Page excerpt:
::::

This is an accountability post, of sorts.

As a kid, I wanted to know everything. Eventually, I realized this was a little unrealistic. Doomed to know some things and not others, I picked physics as a kind of triage. Other fields I could learn as an outsider: not well enough to compete with the experts, but enough to at least appreciate what they were doing. After watching a few string theory documentaries, I realized this wasn’t the case for physics: if I was going to ever understand what those string theorists were up to, I would have to go to grad school in string theory.

Over time, this goal lost focus. I’ve become a very specialized creature, an “amplitudeologist”. I didn’t have time or energy for my old questions. In an irony that will surprise no-one, a career as a physicist doesn’t leave much time for curiosity about physics.

One of the great things about this blog is how you guys remind me of those old questions, bringing me out of my overspecialized comfort zone. In that spirit, in this post I’m going to list a few things in physics that I really want to understand better. The idea is to make a public commitment: within a year, I want to understand one of these topics at least well enough to write a decent blog post on it.

Wilsonian Quantum Field Theory:

When you first learn quantum field theory as a physicist, you learn how unsightly infinite results get covered up via an ad-hoc-looking process called renormalization. Eventually you learn a more modern perspective, that these infinite results show up because we’re ignorant of the complete theory at high energies. You learn that you can think of theories at a particular scale, and characterize them by what happens when you “zoom” in and out, in an approach codified by the physicist Kenneth Wilson.

While I understand the basics of Wilson’s approach, the courses I took in grad school skipped the deeper implications. This includes the idea of theories that are defined at all energies, “flowing” from an otherwise scale-invariant theory perturbed with extra pieces. Other physicists are much more comfortable thinking in these terms, and the topic is important for quite a few deep questions, including what it means to properly define a theory and where laws of nature “live”. If I’m going to have an informed opinion on any of those topics, I’ll need to go back and learn the Wilsonian approach properly.

Wormholes:

If you’re a fan of science fiction, you probably know that wormholes are the most realistic option for faster-than-light travel, something that is at least allowed by the equations of general relativity. “Most realistic” isn’t the same as “realistic”, though. Opening a wormhole and keeping it stable requires some kind of “exotic matter”, and that matter needs to violate a set of restrictions, called “energy conditions”, that normal matter obeys. Some of these energy conditions are just conjectures, some we even know how to violate, while others are proven to hold for certain types of theories. Some energy conditions don’t rule out wormholes, but instead restrict their usefulness: you can have non-traversable wormholes (basically, two inescapable black holes that happen to meet in the middle), or traversable wormholes where the distance through the wormhole is always longer than the distance outside.

::::

Information provided:
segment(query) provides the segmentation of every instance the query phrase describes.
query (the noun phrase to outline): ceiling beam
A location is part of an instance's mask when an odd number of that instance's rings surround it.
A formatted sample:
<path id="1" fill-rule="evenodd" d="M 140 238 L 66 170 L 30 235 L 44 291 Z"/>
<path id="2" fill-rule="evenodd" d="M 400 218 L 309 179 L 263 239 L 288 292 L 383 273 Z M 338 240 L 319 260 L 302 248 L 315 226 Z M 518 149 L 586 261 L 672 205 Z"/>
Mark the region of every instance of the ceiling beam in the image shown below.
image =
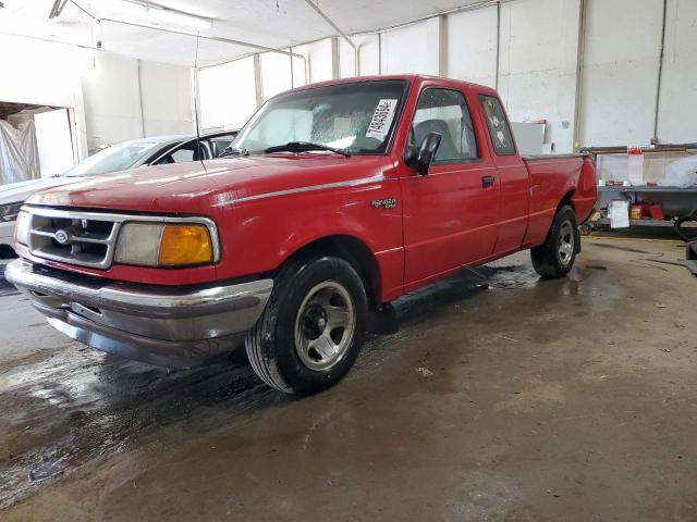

::::

Work task 1:
Can you quote the physics blog post starting at "Over time, this" and ending at "post on it."?
Work task 2:
Do these statements agree with the physics blog post? Answer each yes or no and quote the words from the post that decide it.
(a) The author's grad school courses covered the deeper implications of Wilson's approach.
(b) The author sets a one-year deadline to understand one of the listed topics.
(c) Opening a wormhole and keeping it stable requires ordinary matter.
The entries are separate material, unrelated to the physics blog post.

Task solution 1:
Over time, this goal lost focus. I’ve become a very specialized creature, an “amplitudeologist”. I didn’t have time or energy for my old questions. In an irony that will surprise no-one, a career as a physicist doesn’t leave much time for curiosity about physics.

One of the great things about this blog is how you guys remind me of those old questions, bringing me out of my overspecialized comfort zone. In that spirit, in this post I’m going to list a few things in physics that I really want to understand better. The idea is to make a public commitment: within a year, I want to understand one of these topics at least well enough to write a decent blog post on it.

Task solution 2:
(a) No: "the courses I took in grad school skipped the deeper implications."
(b) Yes: "within a year, I want to understand one of these topics at least well enough to write a decent blog post on it."
(c) No: "Opening a wormhole and keeping it stable requires some kind of “exotic matter”"